WHAT IS NEEDED:
Filter the entries below, keeping only lines with "flagpole".

SUPPLIED RECORDS:
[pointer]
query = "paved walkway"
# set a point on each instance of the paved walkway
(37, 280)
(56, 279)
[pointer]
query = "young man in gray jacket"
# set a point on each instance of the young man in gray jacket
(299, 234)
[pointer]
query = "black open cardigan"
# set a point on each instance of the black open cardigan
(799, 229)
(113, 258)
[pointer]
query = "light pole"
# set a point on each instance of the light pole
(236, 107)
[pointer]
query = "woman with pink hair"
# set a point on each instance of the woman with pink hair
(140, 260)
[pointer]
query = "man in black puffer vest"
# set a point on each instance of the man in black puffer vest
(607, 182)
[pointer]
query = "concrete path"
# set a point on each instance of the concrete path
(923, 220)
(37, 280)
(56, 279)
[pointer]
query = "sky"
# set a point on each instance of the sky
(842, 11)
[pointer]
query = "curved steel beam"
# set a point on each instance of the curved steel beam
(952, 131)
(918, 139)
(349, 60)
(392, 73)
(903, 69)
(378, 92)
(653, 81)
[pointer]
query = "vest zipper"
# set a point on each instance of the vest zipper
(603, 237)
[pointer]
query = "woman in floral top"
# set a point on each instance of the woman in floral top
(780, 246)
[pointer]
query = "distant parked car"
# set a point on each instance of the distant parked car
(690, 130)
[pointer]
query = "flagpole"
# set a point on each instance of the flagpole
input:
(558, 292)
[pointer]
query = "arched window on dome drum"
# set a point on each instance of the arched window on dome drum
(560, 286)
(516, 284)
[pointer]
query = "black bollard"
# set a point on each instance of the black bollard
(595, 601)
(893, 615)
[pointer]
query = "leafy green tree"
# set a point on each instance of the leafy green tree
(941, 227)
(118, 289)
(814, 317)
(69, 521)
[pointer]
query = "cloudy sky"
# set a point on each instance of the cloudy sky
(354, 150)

TASK SOLUTION:
query = "flagpole"
# set a point on each instance of the flagpole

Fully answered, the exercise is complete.